* _BRIEF_
Your answer should consist of the lines below that hold the word "instance".

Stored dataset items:

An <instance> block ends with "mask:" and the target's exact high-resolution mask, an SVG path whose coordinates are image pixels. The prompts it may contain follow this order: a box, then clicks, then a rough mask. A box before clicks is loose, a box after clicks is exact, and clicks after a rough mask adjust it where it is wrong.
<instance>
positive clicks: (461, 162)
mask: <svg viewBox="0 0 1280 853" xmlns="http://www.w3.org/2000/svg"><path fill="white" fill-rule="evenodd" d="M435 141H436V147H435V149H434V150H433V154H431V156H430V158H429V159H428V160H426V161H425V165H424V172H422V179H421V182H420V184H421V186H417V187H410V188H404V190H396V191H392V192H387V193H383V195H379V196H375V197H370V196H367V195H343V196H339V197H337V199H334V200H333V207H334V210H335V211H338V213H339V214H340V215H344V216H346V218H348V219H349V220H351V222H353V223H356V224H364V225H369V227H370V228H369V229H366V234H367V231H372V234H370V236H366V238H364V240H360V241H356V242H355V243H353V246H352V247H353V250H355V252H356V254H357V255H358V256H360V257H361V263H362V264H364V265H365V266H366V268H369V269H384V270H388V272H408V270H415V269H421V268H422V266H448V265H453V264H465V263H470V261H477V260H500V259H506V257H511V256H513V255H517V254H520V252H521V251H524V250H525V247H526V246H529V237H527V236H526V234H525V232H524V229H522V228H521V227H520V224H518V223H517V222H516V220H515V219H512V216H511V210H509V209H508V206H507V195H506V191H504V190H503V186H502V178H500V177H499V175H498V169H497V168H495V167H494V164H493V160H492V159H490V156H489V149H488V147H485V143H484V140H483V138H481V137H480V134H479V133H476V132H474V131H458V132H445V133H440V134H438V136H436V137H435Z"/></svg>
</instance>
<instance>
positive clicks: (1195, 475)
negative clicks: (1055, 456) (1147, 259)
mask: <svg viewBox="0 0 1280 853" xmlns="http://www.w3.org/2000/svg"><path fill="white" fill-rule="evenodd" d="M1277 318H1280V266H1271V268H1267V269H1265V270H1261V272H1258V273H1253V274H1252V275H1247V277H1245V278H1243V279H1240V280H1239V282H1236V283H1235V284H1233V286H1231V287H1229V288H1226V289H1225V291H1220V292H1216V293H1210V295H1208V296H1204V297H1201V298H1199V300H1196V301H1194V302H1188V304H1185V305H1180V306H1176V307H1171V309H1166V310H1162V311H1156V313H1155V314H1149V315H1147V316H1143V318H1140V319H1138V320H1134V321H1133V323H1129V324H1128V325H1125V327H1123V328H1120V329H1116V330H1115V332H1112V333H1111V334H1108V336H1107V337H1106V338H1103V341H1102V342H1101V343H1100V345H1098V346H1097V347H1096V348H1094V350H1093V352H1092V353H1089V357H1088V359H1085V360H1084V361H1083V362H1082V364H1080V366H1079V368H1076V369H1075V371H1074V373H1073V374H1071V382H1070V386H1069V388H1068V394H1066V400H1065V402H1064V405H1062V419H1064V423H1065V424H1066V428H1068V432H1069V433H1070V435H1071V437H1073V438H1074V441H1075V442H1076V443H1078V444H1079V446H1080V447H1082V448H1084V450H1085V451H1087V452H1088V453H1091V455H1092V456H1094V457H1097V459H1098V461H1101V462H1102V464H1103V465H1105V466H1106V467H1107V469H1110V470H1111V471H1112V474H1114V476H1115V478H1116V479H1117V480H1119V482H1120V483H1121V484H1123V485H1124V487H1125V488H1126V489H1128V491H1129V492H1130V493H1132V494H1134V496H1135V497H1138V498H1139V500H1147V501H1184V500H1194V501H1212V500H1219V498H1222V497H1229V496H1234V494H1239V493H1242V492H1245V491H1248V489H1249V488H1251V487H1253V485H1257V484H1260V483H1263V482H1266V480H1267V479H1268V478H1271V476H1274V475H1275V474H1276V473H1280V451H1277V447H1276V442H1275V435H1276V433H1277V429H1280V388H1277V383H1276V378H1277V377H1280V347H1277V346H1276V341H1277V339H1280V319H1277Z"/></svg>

* _EXPECTED OUTPUT_
An <instance> block ends with "mask:" and the target's exact high-resolution mask, an SVG path whose coordinates are image pixels. The prompts it may contain follow this order: a box, then clicks, then a rough mask. A box before clicks is loose, a box after clicks is exact, and clicks after a rough mask adjust it where it is wrong.
<instance>
</instance>
<instance>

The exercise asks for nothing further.